» TEXT
--

Keaton was born in Los Angeles, but her career kicked off in New York, onstage: In 1968, she was a member of the original cast of Hair. In 1969, Woody Allen cast her in Play It Again, Sam on Broadway—this is how she and Allen met, launching a romantic and creative partnership that evolved into a lasting friendship. In 1973, she would also co-star in the movie version of that play, the same year she appeared, opposite Pacino, in The Godfather, as Michael Corleone’s wife Kay: in her relatively few scenes, she’s heartrending as a woman ready and eager to play the conventional role of wife and mother, only to be shut out of her husband’s orbit in favor of his underworld business dealings. Keaton’s career thrived in the 1980s and beyond. She’s staggering as an abandoned wife in Alan Parker’s lacerating end-of-a-marriage drama Shoot the Moon (1982), a film that seems to have been unjustly forgotten. And she’s the spiritual anchor of Warren Beatty’s sprawling 1981 Reds, as journalist and activist Louise Bryant. Keaton was involved with Beatty at the time, though her performance hardly takes a backseat to his portrayal of lefty journalist John Reed. As Bryant, she maps the shape of early feminist defiance, aflame with the determination to live her life as she chooses.

--

(Collected data)

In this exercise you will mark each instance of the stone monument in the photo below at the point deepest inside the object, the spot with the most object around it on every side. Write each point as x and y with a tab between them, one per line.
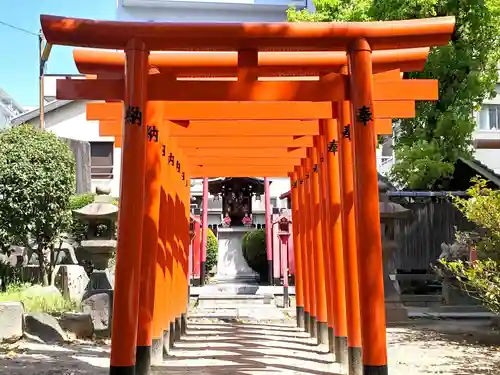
99	245
389	213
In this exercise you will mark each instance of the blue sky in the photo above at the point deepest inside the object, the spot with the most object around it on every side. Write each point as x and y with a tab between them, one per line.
19	61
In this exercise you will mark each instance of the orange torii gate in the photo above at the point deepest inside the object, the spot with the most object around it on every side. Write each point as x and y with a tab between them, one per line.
113	128
358	39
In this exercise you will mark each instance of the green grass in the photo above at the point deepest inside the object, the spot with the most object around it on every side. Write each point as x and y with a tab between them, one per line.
34	301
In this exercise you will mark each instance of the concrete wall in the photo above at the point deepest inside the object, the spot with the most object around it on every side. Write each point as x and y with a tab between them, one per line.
81	150
70	122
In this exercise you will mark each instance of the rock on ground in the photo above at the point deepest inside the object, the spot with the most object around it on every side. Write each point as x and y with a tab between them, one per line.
79	324
45	327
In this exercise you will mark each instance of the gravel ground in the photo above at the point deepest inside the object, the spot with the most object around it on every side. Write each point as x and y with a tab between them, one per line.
215	346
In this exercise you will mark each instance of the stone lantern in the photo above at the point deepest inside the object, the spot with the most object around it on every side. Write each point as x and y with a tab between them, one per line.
389	213
100	243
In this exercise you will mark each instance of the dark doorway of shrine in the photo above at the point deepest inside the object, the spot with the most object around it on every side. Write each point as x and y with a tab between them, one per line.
237	196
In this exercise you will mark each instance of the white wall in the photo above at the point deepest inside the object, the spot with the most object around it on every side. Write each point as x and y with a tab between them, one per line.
489	157
70	122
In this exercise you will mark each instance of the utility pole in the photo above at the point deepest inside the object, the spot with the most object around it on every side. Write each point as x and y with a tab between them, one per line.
41	79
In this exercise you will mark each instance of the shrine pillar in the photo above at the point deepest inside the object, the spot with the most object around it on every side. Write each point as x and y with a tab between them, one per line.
336	264
269	240
152	187
318	248
371	276
129	243
186	241
204	224
349	240
304	246
297	249
326	229
310	243
164	256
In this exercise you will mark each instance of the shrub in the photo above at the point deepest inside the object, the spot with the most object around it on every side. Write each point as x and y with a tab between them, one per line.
37	179
479	278
254	250
33	302
212	251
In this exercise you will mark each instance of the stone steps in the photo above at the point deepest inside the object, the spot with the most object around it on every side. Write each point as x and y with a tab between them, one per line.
225	300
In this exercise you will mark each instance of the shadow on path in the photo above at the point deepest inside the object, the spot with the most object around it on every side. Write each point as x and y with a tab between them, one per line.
240	348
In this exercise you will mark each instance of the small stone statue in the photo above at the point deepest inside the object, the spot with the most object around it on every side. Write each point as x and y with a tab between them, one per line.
98	247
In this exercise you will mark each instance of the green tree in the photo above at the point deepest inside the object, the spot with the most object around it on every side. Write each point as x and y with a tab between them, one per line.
427	146
37	179
254	251
479	278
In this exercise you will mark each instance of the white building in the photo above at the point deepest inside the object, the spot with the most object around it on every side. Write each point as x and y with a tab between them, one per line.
488	130
9	109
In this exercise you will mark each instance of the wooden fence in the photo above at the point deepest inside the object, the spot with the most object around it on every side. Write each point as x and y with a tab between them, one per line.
432	222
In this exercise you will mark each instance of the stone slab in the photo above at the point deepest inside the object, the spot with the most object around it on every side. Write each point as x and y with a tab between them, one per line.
241	289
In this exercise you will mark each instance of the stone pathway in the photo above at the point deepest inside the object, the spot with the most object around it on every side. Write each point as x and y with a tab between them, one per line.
236	346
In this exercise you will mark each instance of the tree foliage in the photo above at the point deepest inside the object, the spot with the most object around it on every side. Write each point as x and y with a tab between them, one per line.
427	146
480	278
37	179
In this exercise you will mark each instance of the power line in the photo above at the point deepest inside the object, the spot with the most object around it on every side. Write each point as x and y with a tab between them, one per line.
19	28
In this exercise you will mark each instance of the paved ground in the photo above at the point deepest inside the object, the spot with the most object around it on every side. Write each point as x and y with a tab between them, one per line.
222	347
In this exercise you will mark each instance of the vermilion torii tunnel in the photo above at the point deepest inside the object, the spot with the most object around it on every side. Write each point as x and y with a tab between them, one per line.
170	113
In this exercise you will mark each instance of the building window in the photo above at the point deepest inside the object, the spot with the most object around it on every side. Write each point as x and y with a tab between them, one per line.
101	160
489	117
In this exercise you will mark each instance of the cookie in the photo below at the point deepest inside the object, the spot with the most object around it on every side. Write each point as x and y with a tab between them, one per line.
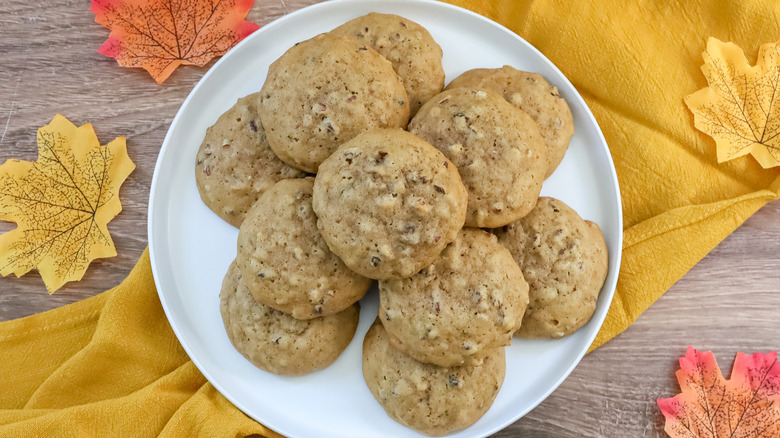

--

» TASK LIST
a: Which lines in the rows contain the word "torii"? Pull out each of those lines, treating uppercase and lowercase as different.
b: Could you write the next part of the passage on Keaton's acting career, picking up after its final sentence?

» EXERCISE RESPONSES
a:
In this exercise you will mark each instance of the orange torii gate in the photo above at the point deepest inside the object, the spot with the most object around it on every side. Write each point as x and y with a tab between them, one per line.
In this exercise you will mark each instance of the vermilion torii tunnel in the photo above at the point deepest inside the object, the spot with the most object around it on every side. Write each point as x and y with a tab between them, one per line.

b:
There’s so much more. Through the 1990s and early 2000s, she was often the best thing about the comedies she starred in, among them Something’s Gotta Give (2003) and the otherwise rather dismal Father of the Bride movies: she appeared in two of the latter, as well as a short, 2020’s Father of the Bride 3 (ish). In 1995, she made her fiction-feature directorial debut with Unstrung Heroes, a delightful, freewheeling picture about a 12-year-old boy who’s sent to live with his oddball uncles, played by Maury Chaykin and Michael Richards.
Through it all, Keaton has somehow felt like a person we knew, largely because of the role Allen wrote specially for her, the title character of Annie Hall. As Annie, the onetime girlfriend of Allen’s preternaturally neurotic comedian Alvy Singer, Keaton breezes through the movie like a gust of autumn wind—she’s as captivating and capricious as a curlicue of airborne leaves. Her timing has its origins in 1930s comedy, but also, perhaps, on some as-yet undiscovered, faraway planet: her lines spin out in woolly loops, and even if Alvy has the most cerebral quips, her comebacks always top them with their weirdo bravado.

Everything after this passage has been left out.